**DIRECTIONS**
**A.** In the forum comment below, what are all the cellular automaton rule names mentioned?
**B.** According to the forum comment below, how does the commenter's variation of the rule divide the work between the upper and lower bits of each cell?
**C.** In the forum comment below, what does the commenter think has been run through an error diffusion dither?

**DOCUMENT EXTRACT**
========================

Why Aren't We Reading Turing? - mgunes
http://www.furtherfield.org/features/articles/why-arent-we-reading-turing
======
DonHopkins
The illustration of Life [1] actually looks like Rudy Rucker's ECOLIBRA, which
is a combination of ANNEAL, BRIAN'S BRAIN, and LIFE. [2] It also looks like
the image (but not the cellular automata itself) has been run through an error
diffusion dither.

[1]
[http://www.furtherfield.org/sites/furtherfield.org/files/res...](http://www.furtherfield.org/sites/furtherfield.org/files/resize/robert_jackson/gameoflife-572x357.gif)

[2]
[https://www.fourmilab.ch/cellab/manual/rules.html](https://www.fourmilab.ch/cellab/manual/rules.html)

I've implemented a variation of that rule that actually does incorporate an
error diffusion dithered heat diffusion with wrap-around (an elaboration of
the rule that Rudy calls HEATWAVE) in the upper bits of the cell, with the
critters running in the lower bits, injecting fractional heat pollution into
the system running in the upper bits. [3]

[3]
[http://www.donhopkins.com/home/CAM6/](http://www.donhopkins.com/home/CAM6/)

========================

**EXTRACTED INFORMATION**

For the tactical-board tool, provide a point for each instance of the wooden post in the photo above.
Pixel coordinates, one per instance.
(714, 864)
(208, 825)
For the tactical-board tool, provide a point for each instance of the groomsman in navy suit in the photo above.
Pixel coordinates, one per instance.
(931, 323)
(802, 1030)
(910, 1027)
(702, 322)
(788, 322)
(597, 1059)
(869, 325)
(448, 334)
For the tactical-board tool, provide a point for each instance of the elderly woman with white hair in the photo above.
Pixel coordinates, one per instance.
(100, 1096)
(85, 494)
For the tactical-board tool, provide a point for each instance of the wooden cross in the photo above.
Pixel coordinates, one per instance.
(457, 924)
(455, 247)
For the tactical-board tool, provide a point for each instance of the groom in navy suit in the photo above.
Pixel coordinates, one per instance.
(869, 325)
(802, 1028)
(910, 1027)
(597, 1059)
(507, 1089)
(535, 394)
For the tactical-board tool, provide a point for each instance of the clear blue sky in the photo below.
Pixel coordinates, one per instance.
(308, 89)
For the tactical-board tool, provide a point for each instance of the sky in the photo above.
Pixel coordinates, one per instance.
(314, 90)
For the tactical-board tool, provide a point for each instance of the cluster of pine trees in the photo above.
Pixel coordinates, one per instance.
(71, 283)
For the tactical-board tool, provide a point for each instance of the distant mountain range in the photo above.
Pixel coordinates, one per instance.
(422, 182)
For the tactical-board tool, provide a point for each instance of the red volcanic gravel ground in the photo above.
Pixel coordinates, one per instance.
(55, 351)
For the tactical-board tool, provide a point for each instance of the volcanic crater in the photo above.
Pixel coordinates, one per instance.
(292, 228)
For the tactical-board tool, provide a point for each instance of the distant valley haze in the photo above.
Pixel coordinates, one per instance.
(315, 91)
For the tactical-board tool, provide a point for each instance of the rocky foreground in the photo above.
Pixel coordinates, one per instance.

========================

**ANSWERS TO THE PROBLEMS**
**A.** ECOLIBRA, ANNEAL, BRIAN'S BRAIN, LIFE, HEATWAVE

**B.** The upper bits run an error diffusion dithered heat diffusion with wrap-around, an elaboration of the rule Rudy calls HEATWAVE. The critters run in the lower bits and inject fractional heat pollution into the system in the upper bits.

**C.** The illustration image, but not the cellular automata itself.